_REQUIRED TASK_
From the line with "Rules. Find each instance of the straw" through the final line, please write out the listing exactly, including both of those lines.

Image point annotation entries
━━━━━━━━━━━━━━━━━━━━━━━━━━━━━━

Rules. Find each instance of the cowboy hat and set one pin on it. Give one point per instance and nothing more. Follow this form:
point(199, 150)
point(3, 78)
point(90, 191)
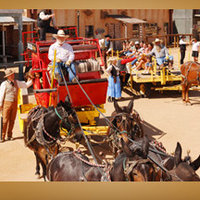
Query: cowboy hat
point(60, 34)
point(157, 40)
point(108, 36)
point(8, 72)
point(111, 59)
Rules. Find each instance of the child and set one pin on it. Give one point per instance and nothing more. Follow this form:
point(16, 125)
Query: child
point(114, 86)
point(195, 49)
point(148, 64)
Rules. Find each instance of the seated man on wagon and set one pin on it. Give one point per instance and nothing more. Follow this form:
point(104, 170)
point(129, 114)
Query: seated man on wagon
point(64, 56)
point(161, 53)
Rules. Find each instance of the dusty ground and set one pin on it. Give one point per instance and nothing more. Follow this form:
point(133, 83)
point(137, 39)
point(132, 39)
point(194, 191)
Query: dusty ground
point(164, 116)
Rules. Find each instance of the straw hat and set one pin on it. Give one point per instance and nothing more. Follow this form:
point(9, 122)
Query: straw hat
point(8, 72)
point(157, 40)
point(60, 34)
point(111, 59)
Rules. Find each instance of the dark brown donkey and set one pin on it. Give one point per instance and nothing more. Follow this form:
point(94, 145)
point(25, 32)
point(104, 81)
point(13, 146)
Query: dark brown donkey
point(190, 76)
point(125, 123)
point(131, 165)
point(43, 131)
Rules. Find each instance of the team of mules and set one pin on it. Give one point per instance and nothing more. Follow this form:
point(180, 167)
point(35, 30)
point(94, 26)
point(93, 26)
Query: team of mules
point(43, 131)
point(136, 158)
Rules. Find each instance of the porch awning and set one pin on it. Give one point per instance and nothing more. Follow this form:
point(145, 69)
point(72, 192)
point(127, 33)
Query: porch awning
point(131, 20)
point(11, 20)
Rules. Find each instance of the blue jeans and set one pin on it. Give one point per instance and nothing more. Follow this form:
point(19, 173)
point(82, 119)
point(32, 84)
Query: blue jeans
point(161, 60)
point(70, 73)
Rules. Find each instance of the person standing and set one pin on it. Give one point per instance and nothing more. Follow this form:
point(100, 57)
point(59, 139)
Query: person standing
point(106, 46)
point(182, 45)
point(8, 101)
point(195, 49)
point(64, 56)
point(44, 19)
point(114, 87)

━━━━━━━━━━━━━━━━━━━━━━━━━━━━━━

_ANSWER IN FULL_
Rules. Find each instance of the straw hat and set one pin on it. Give one point per instance and nothing more. Follow this form:
point(9, 122)
Query: straw hat
point(8, 72)
point(157, 40)
point(60, 34)
point(111, 59)
Rules. Find each instance of the dark brown donkey and set one pin on it. Give one point per instance and nothing more. Follow this form:
point(94, 145)
point(25, 32)
point(104, 81)
point(13, 146)
Query: dark brown donkey
point(190, 76)
point(125, 123)
point(131, 165)
point(43, 131)
Rules. Find each instance of the team of mules and set one pin on it. Give one point per instance and nothing more. Follow this form:
point(180, 167)
point(35, 30)
point(94, 26)
point(93, 26)
Query: team of mules
point(43, 131)
point(136, 158)
Rules. Find each instance of the porch awning and set one pin on it. Give one point per instance and nothing more. Follow this form:
point(145, 69)
point(72, 192)
point(127, 33)
Query: porch awning
point(131, 20)
point(11, 20)
Rules. Find each instance of the blue jeans and set one pin on it. Give one point per instance and nothing more. Follow this form:
point(19, 173)
point(82, 119)
point(32, 84)
Query: blue jeans
point(161, 60)
point(70, 73)
Rules. Find each instance of the person standing and set one pin on it. Give one point per instance and nothing more. Follow this form:
point(100, 57)
point(59, 139)
Query: person standing
point(106, 46)
point(182, 45)
point(8, 101)
point(195, 49)
point(64, 56)
point(44, 19)
point(114, 87)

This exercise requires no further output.